> Task to complete: Please output the records below word for word and omit the pictures.

◇ ◇ ◇ ◇ ◇ ◇ ◇

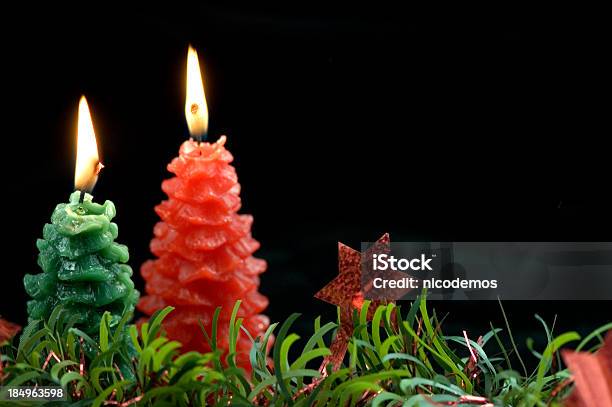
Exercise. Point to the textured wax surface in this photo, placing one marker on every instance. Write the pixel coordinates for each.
(83, 267)
(204, 252)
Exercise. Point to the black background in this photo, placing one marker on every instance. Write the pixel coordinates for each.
(344, 124)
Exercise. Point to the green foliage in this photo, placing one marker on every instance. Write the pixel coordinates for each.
(398, 358)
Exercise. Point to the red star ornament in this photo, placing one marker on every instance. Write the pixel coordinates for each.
(345, 292)
(592, 374)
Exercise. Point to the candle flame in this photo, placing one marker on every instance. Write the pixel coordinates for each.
(196, 110)
(88, 163)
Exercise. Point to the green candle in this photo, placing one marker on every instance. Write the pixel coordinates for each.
(83, 267)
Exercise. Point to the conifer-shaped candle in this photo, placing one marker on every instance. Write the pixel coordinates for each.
(203, 246)
(83, 267)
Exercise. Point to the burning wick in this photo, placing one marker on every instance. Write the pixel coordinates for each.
(96, 171)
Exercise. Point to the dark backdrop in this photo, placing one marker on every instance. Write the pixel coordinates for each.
(345, 124)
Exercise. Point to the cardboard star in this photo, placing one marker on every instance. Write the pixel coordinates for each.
(345, 291)
(592, 374)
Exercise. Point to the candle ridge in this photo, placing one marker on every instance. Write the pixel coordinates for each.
(83, 267)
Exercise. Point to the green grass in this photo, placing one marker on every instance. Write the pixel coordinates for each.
(402, 357)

◇ ◇ ◇ ◇ ◇ ◇ ◇

> Result for this task:
Exercise. Point to the textured wax surface in this photo, placing one marker on every instance. Write the pixel coordinates for each.
(83, 267)
(204, 252)
Exercise. Point to the black background in this photo, placing one marker on every instance. Write the pixel coordinates for each.
(344, 124)
Exercise. Point to the green foliage in this photo, placing one marker on every instance. Write the pixel coordinates for each.
(398, 358)
Exercise. Point to the red star ornament in this photo, placing one marker on every instance. Write the pixel coordinates for each.
(345, 292)
(592, 374)
Exercise. Point to the candle flame in this photo, placing one marker on every instance. Write the pixel coordinates for each.
(196, 110)
(88, 163)
Exercise. Point to the green candle in this photo, placing one marker on every instance. Write the pixel coordinates for each.
(83, 267)
Exercise. Point to the conifer-shaped candle in this photo, placing one marker on every instance. Write the pixel coordinates for each.
(203, 246)
(83, 267)
Exercise. Point to the burning wick in this photo, placing one marker on every instance. Write the pixel coordinates for each.
(96, 171)
Exercise. Point to the dark backdrop in this photo, placing one marker on every instance. Write the pixel coordinates for each.
(345, 124)
Exercise. Point to the cardboard star in this photo, placing one marker on every instance. Write the pixel coordinates for each.
(345, 291)
(592, 374)
Exercise. Point to the candle ridge in this photo, placing one marker on every instance. Write the pixel coordinates for each.
(83, 267)
Exercise. Point to the green grass in this photo, placing one marker on every instance. Write the pixel coordinates for each.
(402, 357)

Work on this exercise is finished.